Tout d'abord, j'avais commandé le modèle Hercules HWGUSB2-54 (chipset RT2571F). En ouvrant la boite du stick, je me suis rendu compte qu'il s'agit en fait du modèle HWGUSB2-54V2 (ce qui n'est pas indiqué sur la boite, ni dans la notice). Ca change tout car le module à installer n'est plus rt2570.ko, mais rt73.ko (le chipset de la v2 est le RT2571WF).

Je me suis donc pris la tête un moment avec le module rt2570 qui n'activait rien du tout, sans aucun message d'erreur dans dmesg ou /var/log/messages...

 :Arrow:  Troisième surprise:

Bonne surprise: l'install du module rt73 en suivant les instructions fournis avec l'archive CVS (ici: http://rt2x00.serialmonkey.com/wiki/index.php/Downloads ) se passe sans soucis. La commande make install copie bien le firmware au bon endroit, le chargement du module se fait sans erreurs, et mon stick fonctionne.

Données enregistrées
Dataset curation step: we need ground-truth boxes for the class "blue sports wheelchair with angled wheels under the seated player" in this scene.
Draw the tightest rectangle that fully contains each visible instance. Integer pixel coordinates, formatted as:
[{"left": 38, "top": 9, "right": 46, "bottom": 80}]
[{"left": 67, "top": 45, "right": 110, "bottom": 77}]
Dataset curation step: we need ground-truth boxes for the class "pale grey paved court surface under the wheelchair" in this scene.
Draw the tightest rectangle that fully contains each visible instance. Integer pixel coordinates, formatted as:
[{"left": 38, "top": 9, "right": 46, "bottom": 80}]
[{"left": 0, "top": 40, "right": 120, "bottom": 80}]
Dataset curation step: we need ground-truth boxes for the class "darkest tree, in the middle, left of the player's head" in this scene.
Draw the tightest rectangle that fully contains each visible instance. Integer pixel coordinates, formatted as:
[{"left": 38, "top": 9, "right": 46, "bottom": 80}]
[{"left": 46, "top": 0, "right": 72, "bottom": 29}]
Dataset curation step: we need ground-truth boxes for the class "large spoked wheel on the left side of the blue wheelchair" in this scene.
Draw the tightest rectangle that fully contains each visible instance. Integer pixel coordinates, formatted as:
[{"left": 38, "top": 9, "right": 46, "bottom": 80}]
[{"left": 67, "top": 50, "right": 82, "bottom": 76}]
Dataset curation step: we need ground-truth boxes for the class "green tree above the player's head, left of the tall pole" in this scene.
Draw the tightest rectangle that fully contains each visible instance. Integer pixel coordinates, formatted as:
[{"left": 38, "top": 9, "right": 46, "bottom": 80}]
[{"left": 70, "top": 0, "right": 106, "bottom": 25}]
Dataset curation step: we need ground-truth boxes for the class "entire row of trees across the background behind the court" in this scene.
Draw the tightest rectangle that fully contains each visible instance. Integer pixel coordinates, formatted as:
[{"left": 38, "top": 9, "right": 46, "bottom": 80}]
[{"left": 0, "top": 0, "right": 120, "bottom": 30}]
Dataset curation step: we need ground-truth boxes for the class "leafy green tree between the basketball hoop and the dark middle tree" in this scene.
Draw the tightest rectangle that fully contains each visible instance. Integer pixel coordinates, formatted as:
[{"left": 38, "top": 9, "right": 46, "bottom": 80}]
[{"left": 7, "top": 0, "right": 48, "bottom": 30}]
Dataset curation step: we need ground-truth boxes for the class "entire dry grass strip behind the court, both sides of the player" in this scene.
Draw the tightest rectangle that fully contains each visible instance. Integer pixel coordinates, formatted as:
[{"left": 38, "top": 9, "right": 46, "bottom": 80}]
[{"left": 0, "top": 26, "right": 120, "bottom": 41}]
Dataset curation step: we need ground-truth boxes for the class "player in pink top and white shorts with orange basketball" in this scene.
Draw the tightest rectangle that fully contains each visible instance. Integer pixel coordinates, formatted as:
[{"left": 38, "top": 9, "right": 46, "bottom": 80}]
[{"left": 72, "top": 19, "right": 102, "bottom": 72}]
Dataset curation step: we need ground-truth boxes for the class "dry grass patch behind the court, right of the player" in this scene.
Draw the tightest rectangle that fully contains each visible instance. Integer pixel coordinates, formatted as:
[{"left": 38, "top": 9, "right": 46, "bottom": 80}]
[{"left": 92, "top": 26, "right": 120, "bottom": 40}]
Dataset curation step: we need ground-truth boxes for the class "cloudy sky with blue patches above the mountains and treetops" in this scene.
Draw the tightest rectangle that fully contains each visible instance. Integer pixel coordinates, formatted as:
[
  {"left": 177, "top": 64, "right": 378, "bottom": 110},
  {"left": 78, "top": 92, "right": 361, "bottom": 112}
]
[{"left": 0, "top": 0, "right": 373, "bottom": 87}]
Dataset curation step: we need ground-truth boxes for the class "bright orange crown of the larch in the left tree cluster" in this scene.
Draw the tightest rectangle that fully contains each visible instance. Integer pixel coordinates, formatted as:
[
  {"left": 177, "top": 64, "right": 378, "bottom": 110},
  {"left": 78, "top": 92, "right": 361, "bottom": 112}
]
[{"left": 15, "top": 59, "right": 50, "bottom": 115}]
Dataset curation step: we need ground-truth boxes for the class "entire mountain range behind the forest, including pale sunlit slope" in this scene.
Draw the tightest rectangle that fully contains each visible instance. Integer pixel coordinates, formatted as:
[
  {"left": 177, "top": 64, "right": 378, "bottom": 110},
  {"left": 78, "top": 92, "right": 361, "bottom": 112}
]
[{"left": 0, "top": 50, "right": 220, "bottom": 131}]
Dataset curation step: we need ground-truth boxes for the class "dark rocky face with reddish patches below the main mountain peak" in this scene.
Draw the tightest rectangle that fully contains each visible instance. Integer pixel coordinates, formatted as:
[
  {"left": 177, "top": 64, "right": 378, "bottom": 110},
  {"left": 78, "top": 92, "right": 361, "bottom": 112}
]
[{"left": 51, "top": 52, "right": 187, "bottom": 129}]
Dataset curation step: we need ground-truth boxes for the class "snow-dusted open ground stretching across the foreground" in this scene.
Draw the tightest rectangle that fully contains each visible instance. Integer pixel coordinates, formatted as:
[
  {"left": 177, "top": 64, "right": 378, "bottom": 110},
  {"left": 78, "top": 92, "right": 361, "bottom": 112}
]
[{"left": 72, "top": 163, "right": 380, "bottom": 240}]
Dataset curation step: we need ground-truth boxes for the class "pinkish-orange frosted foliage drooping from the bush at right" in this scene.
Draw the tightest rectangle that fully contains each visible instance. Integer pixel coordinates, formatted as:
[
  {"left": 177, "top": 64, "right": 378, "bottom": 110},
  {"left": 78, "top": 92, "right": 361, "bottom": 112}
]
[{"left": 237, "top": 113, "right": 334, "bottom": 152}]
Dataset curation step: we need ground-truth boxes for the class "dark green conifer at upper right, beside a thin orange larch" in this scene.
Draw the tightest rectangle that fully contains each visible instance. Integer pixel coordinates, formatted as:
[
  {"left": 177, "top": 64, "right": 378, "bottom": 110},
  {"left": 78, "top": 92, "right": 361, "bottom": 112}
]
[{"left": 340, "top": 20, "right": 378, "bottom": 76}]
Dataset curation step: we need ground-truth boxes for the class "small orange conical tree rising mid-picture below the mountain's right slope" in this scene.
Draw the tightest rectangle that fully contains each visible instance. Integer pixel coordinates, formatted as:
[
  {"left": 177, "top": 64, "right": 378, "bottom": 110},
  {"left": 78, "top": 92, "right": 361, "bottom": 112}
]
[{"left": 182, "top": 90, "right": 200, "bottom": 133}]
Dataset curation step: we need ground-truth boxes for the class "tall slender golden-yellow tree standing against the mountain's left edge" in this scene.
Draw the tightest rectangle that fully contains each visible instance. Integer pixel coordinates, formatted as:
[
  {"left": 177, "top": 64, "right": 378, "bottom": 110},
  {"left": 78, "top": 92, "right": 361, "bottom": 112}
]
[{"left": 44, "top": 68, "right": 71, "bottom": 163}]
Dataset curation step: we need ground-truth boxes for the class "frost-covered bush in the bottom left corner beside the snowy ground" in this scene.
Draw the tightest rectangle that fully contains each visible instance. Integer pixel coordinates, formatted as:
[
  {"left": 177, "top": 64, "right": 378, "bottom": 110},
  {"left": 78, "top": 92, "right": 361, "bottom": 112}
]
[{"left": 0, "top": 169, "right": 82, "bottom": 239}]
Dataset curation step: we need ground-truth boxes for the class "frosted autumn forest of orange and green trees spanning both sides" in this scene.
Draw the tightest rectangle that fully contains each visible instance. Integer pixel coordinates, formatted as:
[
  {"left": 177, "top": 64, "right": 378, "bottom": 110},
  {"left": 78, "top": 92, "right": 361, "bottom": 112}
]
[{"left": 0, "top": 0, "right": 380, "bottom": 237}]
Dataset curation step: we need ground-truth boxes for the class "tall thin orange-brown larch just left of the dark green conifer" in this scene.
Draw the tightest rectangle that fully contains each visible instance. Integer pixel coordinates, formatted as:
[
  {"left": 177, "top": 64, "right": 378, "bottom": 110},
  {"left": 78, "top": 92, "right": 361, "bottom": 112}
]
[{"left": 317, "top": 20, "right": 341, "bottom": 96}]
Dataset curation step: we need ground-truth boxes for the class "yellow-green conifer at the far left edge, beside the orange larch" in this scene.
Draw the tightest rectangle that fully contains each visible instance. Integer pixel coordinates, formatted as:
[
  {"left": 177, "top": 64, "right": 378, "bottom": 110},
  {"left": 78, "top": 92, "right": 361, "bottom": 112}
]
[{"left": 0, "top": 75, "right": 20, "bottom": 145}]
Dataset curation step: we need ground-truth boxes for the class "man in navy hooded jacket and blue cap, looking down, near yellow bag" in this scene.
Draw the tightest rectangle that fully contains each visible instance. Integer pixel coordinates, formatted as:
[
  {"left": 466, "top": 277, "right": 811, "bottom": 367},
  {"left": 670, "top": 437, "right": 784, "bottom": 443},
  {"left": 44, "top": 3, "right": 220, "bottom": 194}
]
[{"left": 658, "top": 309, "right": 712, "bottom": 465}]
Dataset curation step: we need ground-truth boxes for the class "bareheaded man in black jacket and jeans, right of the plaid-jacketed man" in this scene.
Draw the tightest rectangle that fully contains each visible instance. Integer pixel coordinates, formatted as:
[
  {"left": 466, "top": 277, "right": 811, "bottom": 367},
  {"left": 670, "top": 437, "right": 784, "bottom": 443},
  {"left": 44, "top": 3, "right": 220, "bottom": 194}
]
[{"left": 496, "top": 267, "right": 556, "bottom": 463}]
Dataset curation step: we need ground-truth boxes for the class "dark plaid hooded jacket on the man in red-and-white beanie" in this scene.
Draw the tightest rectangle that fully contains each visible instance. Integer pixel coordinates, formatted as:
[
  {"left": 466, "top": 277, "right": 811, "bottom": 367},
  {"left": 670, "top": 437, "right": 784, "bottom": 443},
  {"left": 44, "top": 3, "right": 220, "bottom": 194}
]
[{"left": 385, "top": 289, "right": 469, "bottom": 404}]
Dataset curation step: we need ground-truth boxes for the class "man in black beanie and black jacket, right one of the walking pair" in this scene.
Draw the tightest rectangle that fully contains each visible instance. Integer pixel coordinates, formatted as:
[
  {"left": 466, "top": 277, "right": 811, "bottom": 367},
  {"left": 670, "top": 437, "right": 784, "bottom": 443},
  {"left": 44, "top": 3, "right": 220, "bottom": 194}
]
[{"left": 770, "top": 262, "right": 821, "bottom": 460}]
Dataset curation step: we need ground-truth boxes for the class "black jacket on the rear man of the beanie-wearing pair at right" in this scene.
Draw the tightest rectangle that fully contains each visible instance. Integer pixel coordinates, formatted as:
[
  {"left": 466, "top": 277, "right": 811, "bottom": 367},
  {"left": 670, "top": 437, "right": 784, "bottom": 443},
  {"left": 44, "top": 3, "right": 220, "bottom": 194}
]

CONSIGNE: Recopie le passage du texte extrait situé entre « Tout d'abord, j'avais » et « mon stick fonctionne. », bornes incluses, en substituant « dongle » à « stick ». Les entrées n'ont aucun lien avec le texte extrait.

RÉPONSE:
Tout d'abord, j'avais commandé le modèle Hercules HWGUSB2-54 (chipset RT2571F). En ouvrant la boite du dongle, je me suis rendu compte qu'il s'agit en fait du modèle HWGUSB2-54V2 (ce qui n'est pas indiqué sur la boite, ni dans la notice). Ca change tout car le module à installer n'est plus rt2570.ko, mais rt73.ko (le chipset de la v2 est le RT2571WF).

Je me suis donc pris la tête un moment avec le module rt2570 qui n'activait rien du tout, sans aucun message d'erreur dans dmesg ou /var/log/messages...

 :Arrow:  Troisième surprise:

Bonne surprise: l'install du module rt73 en suivant les instructions fournis avec l'archive CVS (ici: http://rt2x00.serialmonkey.com/wiki/index.php/Downloads ) se passe sans soucis. La commande make install copie bien le firmware au bon endroit, le chargement du module se fait sans erreurs, et mon dongle fonctionne.